** start of SOURCE DOCUMENT **

Tracking the objective (and its variance) in relation to demand is the third step. An electric utility would track how reliably it met electricity demand, the time it took (or would take) for generators to be spun-up, and instantaneous capacity, as electricity was being consumed; a retail chain would track product in-stock ratios and product distribution times, as sales were being made; and an NAS would track response time, as requests were being processed.

In the fourth step, demand is forecast, along with uncertainty, using autoregressive time series procedures. This technique projects future values of a variable based on the history of that variable alone, which simplifies forecasting considerably. A key contribution of Clockwork is that the same procedure would be used by the utility, the retail chain, and the NAS.

Fifth and finally, the controllable parameters of the system are adjusted to meet the objective. In anticipation of forecast demand: the electric utility would bring its generators on or off line, would buy or sell electricity or options to do the same, or would activate or deactivate its spinning reserve; the retail chain would issue store orders to its distribution centers, would issue purchase orders to its vendors, or would liquidate its excess inventory; and the NAS would reassign files to stores, would replicate files among or migrate files between stores, or would bring stores on or off line.

** end of SOURCE DOCUMENT **
** start of RECORDS **

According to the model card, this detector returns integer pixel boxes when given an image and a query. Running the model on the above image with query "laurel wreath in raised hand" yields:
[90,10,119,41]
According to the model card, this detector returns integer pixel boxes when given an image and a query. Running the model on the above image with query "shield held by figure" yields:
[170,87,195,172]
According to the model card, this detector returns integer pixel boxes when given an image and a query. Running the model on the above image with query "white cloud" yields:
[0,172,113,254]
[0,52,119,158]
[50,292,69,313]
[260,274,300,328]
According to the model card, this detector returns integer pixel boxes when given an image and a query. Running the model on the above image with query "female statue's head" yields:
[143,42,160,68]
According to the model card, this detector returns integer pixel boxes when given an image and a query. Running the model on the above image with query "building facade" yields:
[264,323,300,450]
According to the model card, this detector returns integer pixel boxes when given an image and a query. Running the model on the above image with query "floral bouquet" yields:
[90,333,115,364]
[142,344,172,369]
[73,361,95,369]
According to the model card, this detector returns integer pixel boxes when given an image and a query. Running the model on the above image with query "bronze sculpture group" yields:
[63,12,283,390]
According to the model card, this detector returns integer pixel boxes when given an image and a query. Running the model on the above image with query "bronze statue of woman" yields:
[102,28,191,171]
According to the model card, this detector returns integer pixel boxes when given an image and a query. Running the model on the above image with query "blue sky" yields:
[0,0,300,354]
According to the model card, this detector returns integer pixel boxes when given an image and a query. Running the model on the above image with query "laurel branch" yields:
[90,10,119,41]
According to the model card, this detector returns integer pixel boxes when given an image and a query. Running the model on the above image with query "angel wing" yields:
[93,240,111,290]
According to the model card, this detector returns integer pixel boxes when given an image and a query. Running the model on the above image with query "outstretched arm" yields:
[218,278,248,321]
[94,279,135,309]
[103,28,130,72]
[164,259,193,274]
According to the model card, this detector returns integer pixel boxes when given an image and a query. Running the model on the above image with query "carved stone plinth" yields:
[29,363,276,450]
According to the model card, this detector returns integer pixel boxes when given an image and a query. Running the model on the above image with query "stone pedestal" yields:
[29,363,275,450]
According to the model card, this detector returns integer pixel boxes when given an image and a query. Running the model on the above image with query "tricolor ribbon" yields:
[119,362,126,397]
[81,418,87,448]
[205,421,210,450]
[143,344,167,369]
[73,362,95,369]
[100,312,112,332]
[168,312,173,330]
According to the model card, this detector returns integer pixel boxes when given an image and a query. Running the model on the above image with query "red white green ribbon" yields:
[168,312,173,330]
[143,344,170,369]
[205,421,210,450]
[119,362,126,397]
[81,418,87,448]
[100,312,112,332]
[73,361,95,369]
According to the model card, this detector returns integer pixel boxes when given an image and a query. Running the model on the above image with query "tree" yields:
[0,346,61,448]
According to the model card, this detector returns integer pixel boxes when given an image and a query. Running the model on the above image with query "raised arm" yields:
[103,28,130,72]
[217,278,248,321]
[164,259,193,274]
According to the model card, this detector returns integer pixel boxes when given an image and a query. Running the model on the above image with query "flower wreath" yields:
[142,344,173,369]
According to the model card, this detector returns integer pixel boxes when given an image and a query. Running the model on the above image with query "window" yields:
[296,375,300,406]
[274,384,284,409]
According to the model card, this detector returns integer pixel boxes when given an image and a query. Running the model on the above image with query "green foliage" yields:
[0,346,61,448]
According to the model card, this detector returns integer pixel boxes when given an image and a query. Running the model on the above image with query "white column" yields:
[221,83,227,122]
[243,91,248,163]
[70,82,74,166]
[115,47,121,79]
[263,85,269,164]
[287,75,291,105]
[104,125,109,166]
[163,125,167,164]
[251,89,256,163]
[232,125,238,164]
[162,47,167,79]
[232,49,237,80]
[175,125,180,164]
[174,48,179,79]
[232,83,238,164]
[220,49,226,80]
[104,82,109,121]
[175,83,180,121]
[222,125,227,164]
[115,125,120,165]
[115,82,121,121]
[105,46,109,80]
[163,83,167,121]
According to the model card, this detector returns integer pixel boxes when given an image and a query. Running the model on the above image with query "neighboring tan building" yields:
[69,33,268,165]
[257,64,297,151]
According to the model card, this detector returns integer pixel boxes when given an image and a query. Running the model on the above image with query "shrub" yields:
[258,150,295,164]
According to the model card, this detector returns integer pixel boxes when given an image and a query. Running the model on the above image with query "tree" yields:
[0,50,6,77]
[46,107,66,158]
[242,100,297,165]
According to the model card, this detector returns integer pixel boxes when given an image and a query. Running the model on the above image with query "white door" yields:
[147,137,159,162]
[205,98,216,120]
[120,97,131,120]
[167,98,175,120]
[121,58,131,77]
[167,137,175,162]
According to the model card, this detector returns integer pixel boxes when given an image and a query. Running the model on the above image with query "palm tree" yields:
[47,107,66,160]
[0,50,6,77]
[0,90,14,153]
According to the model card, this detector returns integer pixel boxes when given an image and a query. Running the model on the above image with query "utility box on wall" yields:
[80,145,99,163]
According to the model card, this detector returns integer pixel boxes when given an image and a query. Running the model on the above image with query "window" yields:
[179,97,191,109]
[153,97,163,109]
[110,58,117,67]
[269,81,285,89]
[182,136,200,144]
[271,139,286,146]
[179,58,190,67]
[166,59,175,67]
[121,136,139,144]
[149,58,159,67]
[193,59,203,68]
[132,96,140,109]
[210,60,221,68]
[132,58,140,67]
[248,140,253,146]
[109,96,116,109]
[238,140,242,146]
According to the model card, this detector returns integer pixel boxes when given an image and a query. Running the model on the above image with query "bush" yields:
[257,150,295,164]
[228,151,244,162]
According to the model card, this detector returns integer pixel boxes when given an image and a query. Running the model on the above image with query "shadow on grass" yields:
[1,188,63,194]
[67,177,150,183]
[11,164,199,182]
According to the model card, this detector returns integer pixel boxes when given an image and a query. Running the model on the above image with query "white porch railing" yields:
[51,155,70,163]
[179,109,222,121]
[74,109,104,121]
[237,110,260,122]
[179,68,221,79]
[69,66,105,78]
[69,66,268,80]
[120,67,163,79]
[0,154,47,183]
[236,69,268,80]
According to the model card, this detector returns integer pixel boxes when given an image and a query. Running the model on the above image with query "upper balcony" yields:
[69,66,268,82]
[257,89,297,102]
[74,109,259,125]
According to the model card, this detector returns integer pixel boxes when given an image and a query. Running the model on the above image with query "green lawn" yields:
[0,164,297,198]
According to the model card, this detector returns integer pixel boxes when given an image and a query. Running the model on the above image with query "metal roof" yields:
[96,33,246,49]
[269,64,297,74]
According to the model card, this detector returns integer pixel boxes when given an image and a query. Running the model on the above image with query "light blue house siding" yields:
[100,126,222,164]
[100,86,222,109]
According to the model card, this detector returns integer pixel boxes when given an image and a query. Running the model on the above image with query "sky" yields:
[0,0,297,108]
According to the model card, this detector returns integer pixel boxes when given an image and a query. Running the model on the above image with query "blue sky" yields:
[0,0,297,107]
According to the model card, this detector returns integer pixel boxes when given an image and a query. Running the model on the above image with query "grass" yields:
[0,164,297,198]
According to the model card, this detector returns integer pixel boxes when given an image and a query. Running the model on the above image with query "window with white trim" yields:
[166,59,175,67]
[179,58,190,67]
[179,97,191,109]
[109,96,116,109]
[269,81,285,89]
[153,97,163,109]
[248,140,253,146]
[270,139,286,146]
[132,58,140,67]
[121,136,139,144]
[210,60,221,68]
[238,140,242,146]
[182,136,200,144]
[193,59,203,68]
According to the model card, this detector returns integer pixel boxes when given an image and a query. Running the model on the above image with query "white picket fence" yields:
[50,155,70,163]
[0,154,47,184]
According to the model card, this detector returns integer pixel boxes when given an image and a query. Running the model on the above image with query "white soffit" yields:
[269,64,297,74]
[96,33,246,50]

** end of RECORDS **
** start of RECORDS **

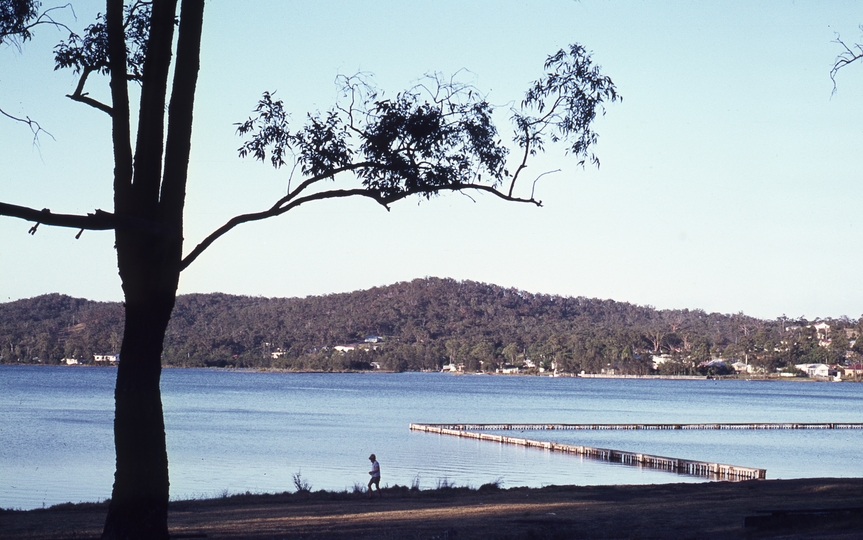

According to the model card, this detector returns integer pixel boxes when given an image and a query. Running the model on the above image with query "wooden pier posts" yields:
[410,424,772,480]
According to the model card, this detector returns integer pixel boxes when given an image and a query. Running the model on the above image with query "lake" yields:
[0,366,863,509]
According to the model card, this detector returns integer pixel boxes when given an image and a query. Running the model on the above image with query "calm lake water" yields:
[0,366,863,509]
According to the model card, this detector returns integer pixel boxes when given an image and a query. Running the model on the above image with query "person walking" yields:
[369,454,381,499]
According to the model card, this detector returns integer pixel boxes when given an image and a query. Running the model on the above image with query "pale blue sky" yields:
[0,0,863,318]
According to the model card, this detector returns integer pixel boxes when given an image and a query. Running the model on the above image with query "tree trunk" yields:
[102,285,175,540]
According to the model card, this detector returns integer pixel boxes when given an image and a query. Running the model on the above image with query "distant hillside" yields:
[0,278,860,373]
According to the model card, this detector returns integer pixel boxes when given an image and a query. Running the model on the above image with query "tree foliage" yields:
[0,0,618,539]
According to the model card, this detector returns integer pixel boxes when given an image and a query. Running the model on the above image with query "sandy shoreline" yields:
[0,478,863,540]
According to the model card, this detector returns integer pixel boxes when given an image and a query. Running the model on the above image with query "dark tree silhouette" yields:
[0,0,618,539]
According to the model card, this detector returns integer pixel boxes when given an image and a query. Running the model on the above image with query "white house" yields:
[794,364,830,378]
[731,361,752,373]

** end of RECORDS **

» TO BE DONE
(A) Retype the part of the Clockwork passage starting with "Tracking the objective" and going on through "were being processed.".
(B) In the Clockwork passage, what procedures are used to forecast demand in the fourth step?
Rely only on the Clockwork passage.

» CORRECT ANSWERS
(A)
Tracking the objective (and its variance) in relation to demand is the third step. An electric utility would track how reliably it met electricity demand, the time it took (or would take) for generators to be spun-up, and instantaneous capacity, as electricity was being consumed; a retail chain would track product in-stock ratios and product distribution times, as sales were being made; and an NAS would track response time, as requests were being processed.

(B) Autoregressive time series procedures.